Problem: Lines before the one containing "Target: decorative plate" are excluded; retype that line and all remaining lines of the material exactly.

Supplied information:
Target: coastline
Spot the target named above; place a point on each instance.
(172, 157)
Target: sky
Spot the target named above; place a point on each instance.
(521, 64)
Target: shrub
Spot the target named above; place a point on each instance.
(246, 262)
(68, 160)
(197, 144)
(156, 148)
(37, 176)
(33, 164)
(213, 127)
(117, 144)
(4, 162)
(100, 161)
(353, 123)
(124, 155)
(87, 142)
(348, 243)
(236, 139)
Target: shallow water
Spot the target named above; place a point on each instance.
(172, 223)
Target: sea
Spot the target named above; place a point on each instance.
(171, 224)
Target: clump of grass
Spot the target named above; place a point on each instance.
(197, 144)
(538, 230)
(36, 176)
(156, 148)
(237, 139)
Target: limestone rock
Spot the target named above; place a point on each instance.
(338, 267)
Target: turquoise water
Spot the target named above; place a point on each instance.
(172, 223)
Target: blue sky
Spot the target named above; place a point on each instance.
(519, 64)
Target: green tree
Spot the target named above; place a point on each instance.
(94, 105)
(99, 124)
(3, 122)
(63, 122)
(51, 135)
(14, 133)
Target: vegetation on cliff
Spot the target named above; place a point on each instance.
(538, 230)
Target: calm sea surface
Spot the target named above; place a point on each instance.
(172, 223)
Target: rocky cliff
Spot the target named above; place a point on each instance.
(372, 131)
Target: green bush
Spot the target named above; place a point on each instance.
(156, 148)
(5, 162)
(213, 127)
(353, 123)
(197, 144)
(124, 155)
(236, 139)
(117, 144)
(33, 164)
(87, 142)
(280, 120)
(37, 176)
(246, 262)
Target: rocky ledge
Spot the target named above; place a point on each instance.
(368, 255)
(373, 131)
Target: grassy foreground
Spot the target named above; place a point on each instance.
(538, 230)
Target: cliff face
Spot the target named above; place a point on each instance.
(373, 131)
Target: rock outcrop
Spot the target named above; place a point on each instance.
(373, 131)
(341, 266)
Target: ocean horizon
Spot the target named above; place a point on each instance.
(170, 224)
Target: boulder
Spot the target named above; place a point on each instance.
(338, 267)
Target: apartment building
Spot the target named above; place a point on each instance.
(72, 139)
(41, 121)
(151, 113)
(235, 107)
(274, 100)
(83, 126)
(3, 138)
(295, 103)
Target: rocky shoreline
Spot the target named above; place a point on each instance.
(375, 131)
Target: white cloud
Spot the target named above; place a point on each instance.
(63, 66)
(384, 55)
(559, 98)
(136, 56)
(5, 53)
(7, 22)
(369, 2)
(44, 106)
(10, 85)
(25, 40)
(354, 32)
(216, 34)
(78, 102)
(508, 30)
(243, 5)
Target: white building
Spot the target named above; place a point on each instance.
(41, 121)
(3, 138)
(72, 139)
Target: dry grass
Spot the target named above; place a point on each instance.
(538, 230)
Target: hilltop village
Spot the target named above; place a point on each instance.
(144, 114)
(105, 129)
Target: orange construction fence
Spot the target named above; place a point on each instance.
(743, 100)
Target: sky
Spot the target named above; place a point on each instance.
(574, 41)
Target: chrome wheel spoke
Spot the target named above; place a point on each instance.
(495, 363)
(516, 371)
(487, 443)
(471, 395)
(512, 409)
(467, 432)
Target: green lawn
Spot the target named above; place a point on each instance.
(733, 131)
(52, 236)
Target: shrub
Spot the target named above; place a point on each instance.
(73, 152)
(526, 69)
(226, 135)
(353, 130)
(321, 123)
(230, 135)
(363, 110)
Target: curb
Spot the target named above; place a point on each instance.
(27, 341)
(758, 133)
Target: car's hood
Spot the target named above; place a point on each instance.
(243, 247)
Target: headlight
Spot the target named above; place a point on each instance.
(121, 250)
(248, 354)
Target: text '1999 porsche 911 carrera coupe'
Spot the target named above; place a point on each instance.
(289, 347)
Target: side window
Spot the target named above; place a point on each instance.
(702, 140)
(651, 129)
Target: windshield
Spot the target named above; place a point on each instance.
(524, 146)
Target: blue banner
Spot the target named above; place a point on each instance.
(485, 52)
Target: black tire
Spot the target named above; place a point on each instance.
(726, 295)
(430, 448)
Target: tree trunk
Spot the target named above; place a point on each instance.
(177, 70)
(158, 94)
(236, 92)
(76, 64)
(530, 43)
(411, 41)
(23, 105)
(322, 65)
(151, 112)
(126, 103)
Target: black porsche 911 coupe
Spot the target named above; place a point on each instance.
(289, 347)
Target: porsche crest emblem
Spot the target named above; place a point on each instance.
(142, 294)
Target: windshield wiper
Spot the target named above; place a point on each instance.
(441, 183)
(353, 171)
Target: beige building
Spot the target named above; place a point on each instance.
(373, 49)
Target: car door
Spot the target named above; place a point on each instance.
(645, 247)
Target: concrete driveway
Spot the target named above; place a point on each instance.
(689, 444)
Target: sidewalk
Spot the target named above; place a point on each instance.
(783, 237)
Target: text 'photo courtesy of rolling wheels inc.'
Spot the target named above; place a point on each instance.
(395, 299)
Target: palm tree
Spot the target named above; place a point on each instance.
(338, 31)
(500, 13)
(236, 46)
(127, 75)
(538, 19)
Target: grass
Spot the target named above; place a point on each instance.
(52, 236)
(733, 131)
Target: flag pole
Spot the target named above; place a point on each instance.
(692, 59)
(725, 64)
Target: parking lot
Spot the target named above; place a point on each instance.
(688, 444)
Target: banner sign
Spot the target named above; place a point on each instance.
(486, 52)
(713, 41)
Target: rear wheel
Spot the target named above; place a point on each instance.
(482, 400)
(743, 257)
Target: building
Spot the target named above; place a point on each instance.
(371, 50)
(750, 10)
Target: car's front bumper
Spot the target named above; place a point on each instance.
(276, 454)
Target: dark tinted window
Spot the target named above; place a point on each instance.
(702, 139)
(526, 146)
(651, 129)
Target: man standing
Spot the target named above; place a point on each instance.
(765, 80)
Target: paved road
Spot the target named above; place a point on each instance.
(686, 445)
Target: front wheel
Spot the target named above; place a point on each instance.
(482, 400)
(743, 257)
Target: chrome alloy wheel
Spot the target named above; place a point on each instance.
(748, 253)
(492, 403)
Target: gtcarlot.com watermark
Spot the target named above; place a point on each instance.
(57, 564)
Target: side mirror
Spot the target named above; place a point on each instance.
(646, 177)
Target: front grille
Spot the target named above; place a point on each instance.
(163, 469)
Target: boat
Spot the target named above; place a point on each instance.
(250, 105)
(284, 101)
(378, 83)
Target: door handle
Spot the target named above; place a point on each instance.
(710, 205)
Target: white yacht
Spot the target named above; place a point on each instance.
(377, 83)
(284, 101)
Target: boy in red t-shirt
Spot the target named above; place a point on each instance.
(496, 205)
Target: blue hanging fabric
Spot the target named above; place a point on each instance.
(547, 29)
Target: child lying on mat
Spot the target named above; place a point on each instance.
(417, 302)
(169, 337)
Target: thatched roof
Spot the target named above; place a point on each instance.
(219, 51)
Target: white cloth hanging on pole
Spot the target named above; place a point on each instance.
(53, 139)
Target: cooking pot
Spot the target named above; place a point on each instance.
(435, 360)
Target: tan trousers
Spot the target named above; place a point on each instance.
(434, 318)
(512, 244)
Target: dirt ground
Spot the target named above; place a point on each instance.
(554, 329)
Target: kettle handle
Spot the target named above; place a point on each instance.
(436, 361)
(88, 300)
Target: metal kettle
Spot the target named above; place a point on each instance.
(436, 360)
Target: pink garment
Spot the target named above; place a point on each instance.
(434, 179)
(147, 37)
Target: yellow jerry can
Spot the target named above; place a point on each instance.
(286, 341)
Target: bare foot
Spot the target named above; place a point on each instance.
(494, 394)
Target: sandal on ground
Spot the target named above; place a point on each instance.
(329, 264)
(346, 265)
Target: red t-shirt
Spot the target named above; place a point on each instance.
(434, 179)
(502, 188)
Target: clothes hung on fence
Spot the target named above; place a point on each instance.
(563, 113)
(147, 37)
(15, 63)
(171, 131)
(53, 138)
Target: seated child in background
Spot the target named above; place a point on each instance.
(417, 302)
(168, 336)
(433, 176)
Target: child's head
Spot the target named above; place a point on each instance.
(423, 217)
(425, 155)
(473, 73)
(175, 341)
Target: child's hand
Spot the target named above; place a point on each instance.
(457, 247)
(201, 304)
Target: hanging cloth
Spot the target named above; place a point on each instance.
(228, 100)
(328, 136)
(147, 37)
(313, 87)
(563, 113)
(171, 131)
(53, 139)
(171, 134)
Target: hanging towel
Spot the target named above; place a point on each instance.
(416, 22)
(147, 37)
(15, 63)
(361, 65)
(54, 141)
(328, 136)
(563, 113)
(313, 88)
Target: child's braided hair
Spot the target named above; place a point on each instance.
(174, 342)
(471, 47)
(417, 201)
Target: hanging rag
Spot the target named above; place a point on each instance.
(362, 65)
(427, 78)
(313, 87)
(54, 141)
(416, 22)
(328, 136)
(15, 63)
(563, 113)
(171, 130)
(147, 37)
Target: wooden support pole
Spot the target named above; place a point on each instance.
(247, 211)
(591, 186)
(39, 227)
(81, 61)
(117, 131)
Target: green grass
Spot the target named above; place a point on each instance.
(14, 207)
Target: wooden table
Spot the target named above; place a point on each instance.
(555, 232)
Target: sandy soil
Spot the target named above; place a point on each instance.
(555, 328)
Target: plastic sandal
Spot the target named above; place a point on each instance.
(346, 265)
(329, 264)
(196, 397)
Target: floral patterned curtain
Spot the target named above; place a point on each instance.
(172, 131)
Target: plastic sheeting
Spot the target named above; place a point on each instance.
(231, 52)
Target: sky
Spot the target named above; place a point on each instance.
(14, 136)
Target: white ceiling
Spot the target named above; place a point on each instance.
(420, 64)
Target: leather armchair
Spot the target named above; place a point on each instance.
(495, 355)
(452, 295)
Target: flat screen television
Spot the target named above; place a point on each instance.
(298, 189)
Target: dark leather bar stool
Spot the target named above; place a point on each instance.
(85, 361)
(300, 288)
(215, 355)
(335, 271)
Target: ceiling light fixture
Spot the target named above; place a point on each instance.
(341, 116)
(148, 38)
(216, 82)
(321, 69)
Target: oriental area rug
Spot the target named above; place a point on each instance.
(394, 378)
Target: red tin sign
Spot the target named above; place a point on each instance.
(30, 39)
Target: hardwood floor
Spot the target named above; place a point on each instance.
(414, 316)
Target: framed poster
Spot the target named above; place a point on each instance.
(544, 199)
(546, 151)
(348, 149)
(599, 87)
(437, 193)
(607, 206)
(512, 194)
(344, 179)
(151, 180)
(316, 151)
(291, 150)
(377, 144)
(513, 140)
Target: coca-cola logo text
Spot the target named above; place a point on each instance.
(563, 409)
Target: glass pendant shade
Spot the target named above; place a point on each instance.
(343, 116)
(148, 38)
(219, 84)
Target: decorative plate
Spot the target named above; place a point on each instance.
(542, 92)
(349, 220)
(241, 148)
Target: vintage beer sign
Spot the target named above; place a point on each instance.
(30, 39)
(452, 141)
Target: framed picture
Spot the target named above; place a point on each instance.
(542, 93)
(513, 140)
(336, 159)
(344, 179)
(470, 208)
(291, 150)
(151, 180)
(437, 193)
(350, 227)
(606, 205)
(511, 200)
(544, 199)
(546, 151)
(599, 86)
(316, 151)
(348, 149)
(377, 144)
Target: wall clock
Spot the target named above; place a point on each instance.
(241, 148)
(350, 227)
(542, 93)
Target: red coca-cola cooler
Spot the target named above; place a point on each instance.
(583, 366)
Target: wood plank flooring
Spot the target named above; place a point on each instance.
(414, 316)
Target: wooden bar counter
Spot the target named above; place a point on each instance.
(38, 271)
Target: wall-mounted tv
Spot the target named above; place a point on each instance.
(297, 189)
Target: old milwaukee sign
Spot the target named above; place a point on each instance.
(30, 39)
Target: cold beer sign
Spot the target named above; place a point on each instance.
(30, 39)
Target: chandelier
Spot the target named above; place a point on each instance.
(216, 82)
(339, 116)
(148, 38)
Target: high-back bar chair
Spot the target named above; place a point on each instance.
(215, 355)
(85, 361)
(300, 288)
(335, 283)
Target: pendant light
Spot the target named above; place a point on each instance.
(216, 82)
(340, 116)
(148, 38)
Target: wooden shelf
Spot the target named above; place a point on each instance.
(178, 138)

In response:
Target: decorative plate
Spot the target named above; place a point on each instance.
(542, 92)
(349, 220)
(241, 148)
Target: vintage beer sign
Spot the target named above; place a point on each instance.
(30, 39)
(452, 141)
Target: framed picture
Spot the target named above; place a point on each instance.
(542, 93)
(513, 140)
(336, 159)
(344, 179)
(470, 208)
(291, 150)
(151, 180)
(437, 193)
(350, 227)
(606, 205)
(511, 200)
(544, 199)
(546, 151)
(599, 86)
(316, 151)
(348, 149)
(377, 144)
Target: wall clock
Spot the target named above; place a point on each instance.
(241, 148)
(350, 227)
(542, 93)
Target: red coca-cola cooler
Spot the target named above; place a point on each instance.
(583, 366)
Target: wood plank flooring
Spot the target named above; place a point on each instance.
(414, 316)
Target: wooden bar counter
Spot the target named above; place a point on each instance.
(38, 271)
Target: wall-mounted tv
Spot the target named above; place a point on each instance.
(297, 189)
Target: old milwaukee sign
Spot the target named above; place a point on each instance.
(30, 39)
Target: cold beer sign
Spot the target named above; place a point on each instance.
(30, 39)
Target: chandelier
Spot the target named above; place a point on each instance.
(216, 82)
(339, 116)
(148, 38)
Target: high-back bar chair
Spot the target named above; place a point on each instance.
(215, 355)
(85, 361)
(300, 288)
(335, 283)
Target: pendant light
Spot the target named above; place a point on each instance.
(216, 82)
(340, 116)
(148, 38)
Target: wooden shelf
Spot the target named above; place a point on each instance.
(178, 138)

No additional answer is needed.